> **THE TASK**:
In the text below about R packages for interactive graphics, write out word for word the stretch from "library(rgl)" to "polygon_offset = 1)".

> **TEXT SEGMENT**:
The best packages for creating interactive graphics in R are:

plotly (Sievert et al. 2021): provides functions to make ggplot2 graphics interactive and a custom interface to the JavaScript library plotly.js inspired by the grammar of graphics. This is perhaps the best known interactive visualization library.
ggiraph (Gohel and Skintzos 2022): creates interactive ggplot2 graphics using htmlwidgets (Vaidyanathan et al. 2021).
rgl (Adler and Murdoch 2022): provides functions for 3D interactive graphics using OpenGL or to various standard 3D file formats
shiny (Chang et al. 2022): a package for creating interactive web apps.

We use plotly to create a surface plot of the Maunga Whau volcano data.

We use ggiraph to provide an example of an interactive graphic using the starwars data from the dplyr package (Wickham et al. 2022).

We use rgl to display 3-dimensional perspective plot with contour levels of the Maunga Whau volcano.

library(rgl)
z <- 2 * volcano        # Exaggerate the relief
x <- 10 * (1:nrow(z))   # 10 meter spacing (S to N)
y <- 10 * (1:ncol(z))   # 10 meter spacing (E to W)

open3d()

## wgl 
##   1

id <- persp3d(x, y, z, aspect = "iso",
      axes = FALSE, box = FALSE, polygon_offset = 1)
contourLines3d(id)     # "z" is the default function
filledContour3d(id, polygon_offset = 1, nlevels = 10, replace = TRUE)

A Shiny app example related to NCAA swim teams can be found at https://shiny.rstudio.com/gallery/ncaa-swim-team-finder.html.

> **MATERIAL SUPPLIED**:
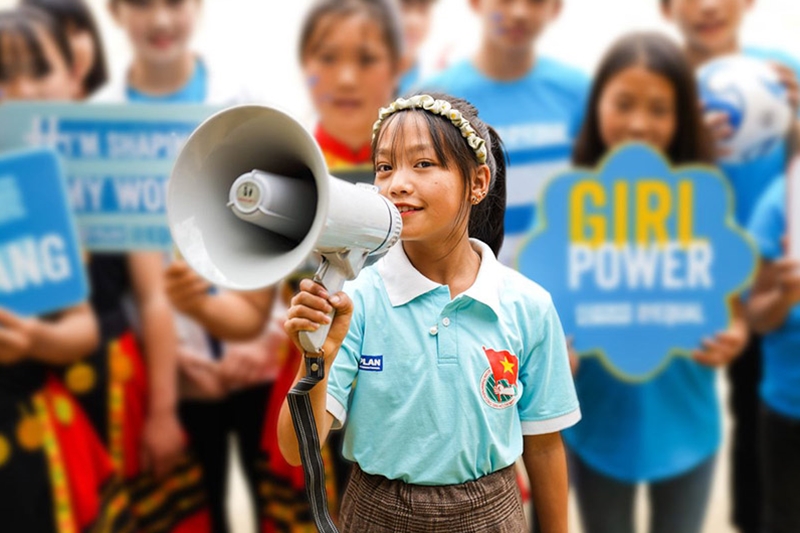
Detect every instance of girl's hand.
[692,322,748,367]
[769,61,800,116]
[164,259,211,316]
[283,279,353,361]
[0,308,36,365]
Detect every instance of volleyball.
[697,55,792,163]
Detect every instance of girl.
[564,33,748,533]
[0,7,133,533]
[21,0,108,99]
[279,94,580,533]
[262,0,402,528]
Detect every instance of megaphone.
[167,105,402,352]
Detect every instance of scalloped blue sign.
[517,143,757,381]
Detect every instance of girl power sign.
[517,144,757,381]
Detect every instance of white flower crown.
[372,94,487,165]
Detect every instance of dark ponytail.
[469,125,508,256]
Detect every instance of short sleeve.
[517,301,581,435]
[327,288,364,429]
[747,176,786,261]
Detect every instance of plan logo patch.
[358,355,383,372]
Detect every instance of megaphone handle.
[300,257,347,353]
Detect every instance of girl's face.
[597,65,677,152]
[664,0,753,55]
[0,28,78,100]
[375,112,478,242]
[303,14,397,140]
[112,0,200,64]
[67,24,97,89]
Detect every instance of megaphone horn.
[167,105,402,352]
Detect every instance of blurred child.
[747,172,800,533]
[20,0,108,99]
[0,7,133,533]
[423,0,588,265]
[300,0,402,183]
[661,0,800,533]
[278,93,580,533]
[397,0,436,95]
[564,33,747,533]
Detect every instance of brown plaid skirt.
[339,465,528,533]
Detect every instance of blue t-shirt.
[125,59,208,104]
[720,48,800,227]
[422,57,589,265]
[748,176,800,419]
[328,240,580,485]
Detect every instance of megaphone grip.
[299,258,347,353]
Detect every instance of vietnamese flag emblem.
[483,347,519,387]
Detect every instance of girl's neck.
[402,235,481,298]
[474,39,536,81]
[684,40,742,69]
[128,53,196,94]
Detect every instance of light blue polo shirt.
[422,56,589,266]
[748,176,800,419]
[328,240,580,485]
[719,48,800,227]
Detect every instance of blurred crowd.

> **ANSWER TO THIS PROBLEM**:
library(rgl)
z <- 2 * volcano        # Exaggerate the relief
x <- 10 * (1:nrow(z))   # 10 meter spacing (S to N)
y <- 10 * (1:ncol(z))   # 10 meter spacing (E to W)

open3d()

## wgl 
##   1

id <- persp3d(x, y, z, aspect = "iso",
      axes = FALSE, box = FALSE, polygon_offset = 1)